* **AIM OF THE TASK**
Extract every line of the records below that contains the word "apartment", and treat uppercase and lowercase letters as different.

[Excerpts of location labeling data]
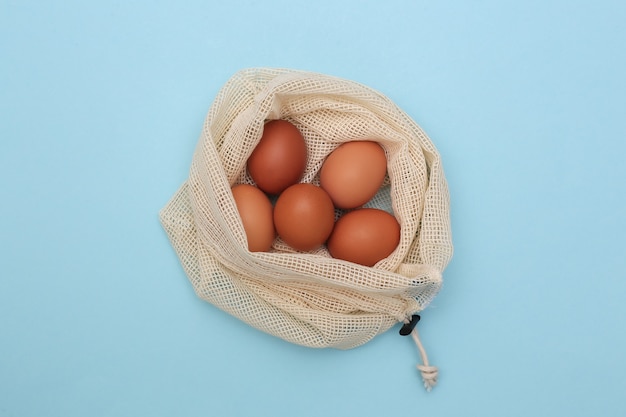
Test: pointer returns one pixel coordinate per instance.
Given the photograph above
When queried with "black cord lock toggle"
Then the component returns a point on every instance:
(407, 328)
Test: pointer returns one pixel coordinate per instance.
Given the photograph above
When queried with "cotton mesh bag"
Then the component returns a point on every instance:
(312, 299)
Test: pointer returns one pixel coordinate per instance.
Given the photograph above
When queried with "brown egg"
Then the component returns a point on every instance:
(353, 173)
(279, 159)
(364, 236)
(304, 216)
(256, 215)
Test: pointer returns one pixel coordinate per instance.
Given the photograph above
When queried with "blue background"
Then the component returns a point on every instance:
(101, 107)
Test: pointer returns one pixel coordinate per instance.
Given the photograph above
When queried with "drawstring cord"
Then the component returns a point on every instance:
(429, 372)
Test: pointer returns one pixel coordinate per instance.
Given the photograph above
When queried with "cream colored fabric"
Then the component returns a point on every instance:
(310, 298)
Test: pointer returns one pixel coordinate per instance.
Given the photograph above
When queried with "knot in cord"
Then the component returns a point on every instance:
(429, 375)
(429, 372)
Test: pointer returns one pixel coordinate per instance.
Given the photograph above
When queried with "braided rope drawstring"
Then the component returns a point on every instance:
(429, 372)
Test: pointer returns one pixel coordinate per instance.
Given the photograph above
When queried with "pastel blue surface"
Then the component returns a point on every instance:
(101, 105)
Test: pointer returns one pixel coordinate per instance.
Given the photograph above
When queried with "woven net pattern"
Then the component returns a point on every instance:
(310, 298)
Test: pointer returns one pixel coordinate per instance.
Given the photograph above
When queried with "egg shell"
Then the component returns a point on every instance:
(353, 173)
(256, 212)
(364, 236)
(280, 157)
(304, 216)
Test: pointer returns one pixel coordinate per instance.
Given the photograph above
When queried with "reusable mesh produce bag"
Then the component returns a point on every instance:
(311, 299)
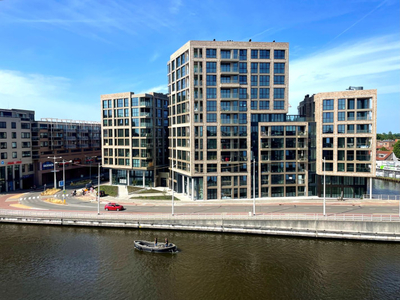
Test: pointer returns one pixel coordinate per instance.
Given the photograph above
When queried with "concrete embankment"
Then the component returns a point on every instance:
(358, 230)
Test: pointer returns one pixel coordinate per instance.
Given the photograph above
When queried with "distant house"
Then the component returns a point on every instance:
(385, 155)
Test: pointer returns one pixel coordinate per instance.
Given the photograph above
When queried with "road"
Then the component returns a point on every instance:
(164, 207)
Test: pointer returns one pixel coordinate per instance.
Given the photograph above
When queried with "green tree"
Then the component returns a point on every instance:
(396, 149)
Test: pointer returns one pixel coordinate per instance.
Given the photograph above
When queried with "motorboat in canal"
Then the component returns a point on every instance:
(146, 246)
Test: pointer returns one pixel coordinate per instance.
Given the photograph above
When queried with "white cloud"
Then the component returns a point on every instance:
(373, 63)
(49, 96)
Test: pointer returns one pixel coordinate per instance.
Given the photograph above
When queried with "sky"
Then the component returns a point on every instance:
(57, 56)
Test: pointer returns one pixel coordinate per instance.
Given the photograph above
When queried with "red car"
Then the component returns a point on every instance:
(113, 206)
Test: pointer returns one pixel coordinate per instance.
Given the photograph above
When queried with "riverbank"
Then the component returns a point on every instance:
(375, 228)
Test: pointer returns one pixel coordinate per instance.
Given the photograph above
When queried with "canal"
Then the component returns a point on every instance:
(44, 262)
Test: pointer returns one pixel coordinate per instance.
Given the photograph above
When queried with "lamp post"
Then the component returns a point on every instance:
(64, 161)
(98, 192)
(54, 169)
(254, 186)
(172, 189)
(324, 185)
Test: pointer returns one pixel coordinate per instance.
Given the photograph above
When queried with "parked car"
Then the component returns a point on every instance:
(113, 206)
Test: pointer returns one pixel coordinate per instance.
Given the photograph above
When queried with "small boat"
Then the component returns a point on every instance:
(151, 247)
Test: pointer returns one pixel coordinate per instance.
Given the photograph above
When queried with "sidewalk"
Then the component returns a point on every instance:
(125, 198)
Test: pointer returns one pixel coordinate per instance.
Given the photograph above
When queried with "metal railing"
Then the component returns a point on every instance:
(204, 216)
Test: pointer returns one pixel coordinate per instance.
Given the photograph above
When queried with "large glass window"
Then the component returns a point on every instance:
(211, 93)
(211, 53)
(254, 67)
(211, 105)
(341, 104)
(264, 80)
(211, 67)
(327, 117)
(264, 68)
(279, 54)
(279, 68)
(264, 93)
(279, 105)
(212, 80)
(264, 54)
(327, 104)
(254, 54)
(242, 67)
(279, 93)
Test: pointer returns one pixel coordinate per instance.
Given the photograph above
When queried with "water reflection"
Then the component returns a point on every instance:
(91, 263)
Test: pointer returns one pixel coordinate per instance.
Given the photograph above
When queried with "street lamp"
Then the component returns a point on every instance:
(172, 168)
(63, 162)
(324, 185)
(98, 192)
(54, 166)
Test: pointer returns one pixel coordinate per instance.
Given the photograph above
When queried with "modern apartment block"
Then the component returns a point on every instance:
(221, 94)
(345, 125)
(16, 166)
(135, 138)
(77, 142)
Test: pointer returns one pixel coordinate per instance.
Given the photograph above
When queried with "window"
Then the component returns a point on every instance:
(264, 104)
(327, 117)
(226, 54)
(279, 54)
(242, 67)
(264, 80)
(279, 105)
(211, 67)
(211, 93)
(327, 105)
(341, 104)
(279, 68)
(341, 129)
(211, 117)
(254, 80)
(264, 93)
(279, 79)
(211, 53)
(211, 105)
(242, 54)
(279, 93)
(254, 67)
(341, 116)
(254, 93)
(212, 80)
(243, 93)
(264, 68)
(327, 129)
(264, 54)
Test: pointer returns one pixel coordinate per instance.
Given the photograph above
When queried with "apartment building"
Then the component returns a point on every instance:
(55, 140)
(135, 138)
(16, 166)
(345, 132)
(220, 93)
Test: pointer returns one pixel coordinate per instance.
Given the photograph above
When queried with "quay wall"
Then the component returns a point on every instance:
(357, 230)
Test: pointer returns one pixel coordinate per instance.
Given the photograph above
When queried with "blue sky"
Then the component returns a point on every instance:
(58, 57)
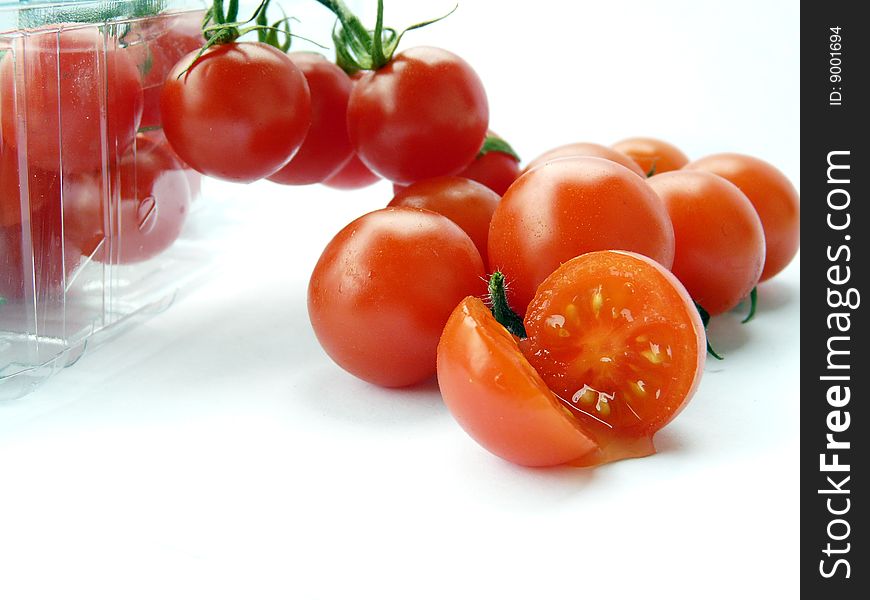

* **FULL SOLUTION**
When queried with "modern apartment block"
When queried with "apartment building"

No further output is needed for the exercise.